• [ТЕКСТ ДЛЯ ЧТЕНИЯ]:
- - - -
Островский внес свой вклад в разработку образа русской женщины.
Его героини в полном соответствии с уже установившейся традицией изображены как сильные, цельные натуры, которые оказываются нравственно выше слабых, неуверенных, сомневающихся героев. Это и Катерина, и Лариса, которые не могут жить в мире зла, лукавить, лицемерить, обманывать. Им надо жить “по душе”, по совести, по законам добра и нравственной гармонии. Если это невозможно, они предпочитают уйти из жизни. Компромиссы их не устраивают. Пусть только в сфере семейно-бытовых и любовных отношений, но они твердо стоят на своем.
- - - -
Продолжите текст о героинях Островского после его последнего предложения. Данные — отдельный материал, с текстом они не связаны.
- - - -
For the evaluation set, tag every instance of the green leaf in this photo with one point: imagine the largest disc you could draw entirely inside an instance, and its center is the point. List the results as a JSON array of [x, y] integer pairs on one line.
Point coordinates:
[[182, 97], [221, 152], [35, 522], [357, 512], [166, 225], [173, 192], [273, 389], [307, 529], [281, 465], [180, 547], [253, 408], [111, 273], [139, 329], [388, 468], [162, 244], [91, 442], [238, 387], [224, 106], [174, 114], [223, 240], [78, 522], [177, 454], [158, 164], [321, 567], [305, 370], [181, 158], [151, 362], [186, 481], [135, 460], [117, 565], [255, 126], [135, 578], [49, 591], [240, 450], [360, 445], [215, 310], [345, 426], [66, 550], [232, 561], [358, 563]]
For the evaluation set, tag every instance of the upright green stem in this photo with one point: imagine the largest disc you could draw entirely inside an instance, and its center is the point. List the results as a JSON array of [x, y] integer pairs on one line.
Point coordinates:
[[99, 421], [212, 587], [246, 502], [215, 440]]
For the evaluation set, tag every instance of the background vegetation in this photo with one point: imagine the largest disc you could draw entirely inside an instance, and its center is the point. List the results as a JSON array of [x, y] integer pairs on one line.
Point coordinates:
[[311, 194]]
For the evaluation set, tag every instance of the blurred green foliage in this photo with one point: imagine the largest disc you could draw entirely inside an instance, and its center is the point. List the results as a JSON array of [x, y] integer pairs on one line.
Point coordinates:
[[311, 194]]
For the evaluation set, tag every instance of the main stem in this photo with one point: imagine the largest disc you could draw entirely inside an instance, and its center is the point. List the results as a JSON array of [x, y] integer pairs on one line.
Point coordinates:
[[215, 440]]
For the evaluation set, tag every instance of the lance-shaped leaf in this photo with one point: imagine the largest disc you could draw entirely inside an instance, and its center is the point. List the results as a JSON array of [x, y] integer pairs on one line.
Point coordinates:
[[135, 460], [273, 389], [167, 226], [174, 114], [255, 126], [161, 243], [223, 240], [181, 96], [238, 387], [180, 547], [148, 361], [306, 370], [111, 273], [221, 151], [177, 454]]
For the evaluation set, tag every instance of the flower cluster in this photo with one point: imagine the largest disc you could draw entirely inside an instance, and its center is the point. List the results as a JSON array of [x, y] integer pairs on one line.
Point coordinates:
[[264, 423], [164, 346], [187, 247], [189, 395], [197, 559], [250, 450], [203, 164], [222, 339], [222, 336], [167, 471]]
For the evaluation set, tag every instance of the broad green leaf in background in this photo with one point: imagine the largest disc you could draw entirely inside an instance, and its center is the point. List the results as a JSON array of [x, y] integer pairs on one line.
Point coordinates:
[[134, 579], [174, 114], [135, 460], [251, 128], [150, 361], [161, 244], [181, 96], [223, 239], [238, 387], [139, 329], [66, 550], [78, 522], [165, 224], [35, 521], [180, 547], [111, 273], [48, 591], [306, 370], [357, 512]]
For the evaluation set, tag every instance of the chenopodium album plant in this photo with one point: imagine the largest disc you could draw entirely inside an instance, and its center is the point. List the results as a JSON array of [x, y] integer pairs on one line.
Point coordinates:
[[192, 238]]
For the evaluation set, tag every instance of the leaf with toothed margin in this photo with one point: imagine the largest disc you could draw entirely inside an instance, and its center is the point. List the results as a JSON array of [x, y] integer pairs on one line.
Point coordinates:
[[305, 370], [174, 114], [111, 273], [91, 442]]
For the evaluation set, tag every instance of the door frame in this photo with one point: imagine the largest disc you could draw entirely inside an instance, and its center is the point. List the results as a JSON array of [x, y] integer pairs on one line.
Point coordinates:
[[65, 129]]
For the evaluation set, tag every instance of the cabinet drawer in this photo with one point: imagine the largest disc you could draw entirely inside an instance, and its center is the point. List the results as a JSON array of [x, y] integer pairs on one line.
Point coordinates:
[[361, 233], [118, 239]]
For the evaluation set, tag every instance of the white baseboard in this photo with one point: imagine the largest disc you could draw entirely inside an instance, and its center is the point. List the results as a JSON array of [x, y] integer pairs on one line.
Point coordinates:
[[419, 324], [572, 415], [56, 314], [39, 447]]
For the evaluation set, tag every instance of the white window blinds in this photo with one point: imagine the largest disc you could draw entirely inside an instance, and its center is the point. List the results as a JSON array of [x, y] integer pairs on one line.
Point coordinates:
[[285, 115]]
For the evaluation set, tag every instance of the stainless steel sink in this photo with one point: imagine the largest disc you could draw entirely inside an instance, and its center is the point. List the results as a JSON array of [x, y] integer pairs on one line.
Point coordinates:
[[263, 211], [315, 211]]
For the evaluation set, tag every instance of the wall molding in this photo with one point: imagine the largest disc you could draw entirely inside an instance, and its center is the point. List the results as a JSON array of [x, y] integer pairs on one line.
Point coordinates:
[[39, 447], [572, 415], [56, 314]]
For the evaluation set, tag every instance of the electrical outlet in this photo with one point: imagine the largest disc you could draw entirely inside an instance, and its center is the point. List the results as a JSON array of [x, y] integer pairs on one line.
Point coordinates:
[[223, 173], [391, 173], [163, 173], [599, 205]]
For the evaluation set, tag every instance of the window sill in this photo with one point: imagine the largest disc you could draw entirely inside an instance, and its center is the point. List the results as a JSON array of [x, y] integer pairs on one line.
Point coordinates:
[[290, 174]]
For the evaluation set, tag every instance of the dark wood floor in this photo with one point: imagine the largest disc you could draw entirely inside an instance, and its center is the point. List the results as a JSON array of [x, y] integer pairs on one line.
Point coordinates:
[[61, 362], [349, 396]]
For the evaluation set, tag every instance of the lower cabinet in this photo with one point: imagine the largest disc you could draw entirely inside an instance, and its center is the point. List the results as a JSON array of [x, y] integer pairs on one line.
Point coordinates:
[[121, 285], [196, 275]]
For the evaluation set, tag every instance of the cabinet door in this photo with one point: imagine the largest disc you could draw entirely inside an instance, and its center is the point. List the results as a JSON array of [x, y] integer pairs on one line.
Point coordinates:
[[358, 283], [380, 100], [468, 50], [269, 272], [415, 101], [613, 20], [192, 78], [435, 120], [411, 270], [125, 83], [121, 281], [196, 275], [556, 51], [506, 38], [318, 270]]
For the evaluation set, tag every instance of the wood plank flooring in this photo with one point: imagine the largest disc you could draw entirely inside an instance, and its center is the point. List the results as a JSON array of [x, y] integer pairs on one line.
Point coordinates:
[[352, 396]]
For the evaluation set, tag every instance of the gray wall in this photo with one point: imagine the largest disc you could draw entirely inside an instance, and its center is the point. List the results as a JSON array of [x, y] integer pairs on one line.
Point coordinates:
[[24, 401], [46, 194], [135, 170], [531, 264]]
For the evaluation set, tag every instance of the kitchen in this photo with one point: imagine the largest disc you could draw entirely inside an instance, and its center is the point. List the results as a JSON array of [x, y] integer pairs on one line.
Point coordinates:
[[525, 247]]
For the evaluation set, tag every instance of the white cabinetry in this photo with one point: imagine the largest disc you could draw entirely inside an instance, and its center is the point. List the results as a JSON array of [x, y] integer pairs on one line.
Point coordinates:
- - - -
• [ОТВЕТ]:
Вспомним начало пьесы. Собственно, ничего страшного еще не произошло. Катерина вообще еще ни единого слова не сказала Борису, она еще на перепутье, в тяжелейшей внутренней борьбе, ей нужны совет, опора, поддержка… Нельзя забывать, что Катерина очень молода. Как вы думаете, сколько ей лет? Она ведь замужем совсем недавно, судя по всему, меньше года. В самом начале первого действия напряженно и настороженно всматривается Катерина в окружающее и окружающих, прежде всего – в членов своей новой семьи. Так и кажется, что здесь, сейчас, на наших глазах она с удивлением и страхом вслушивается в грозные наставления Кабанихи, начинает понимать, до какой степени бесхарактерен и забит ее муж.
Вы можете спросить: так ли нам важно знать возраст действующих лиц художественных произведений вообще и Катерины в частности? Это на самом деле важно. Катерина по возрасту совсем еще молодая. Никогда никого она еще не любила; но душа ее открыта для любви.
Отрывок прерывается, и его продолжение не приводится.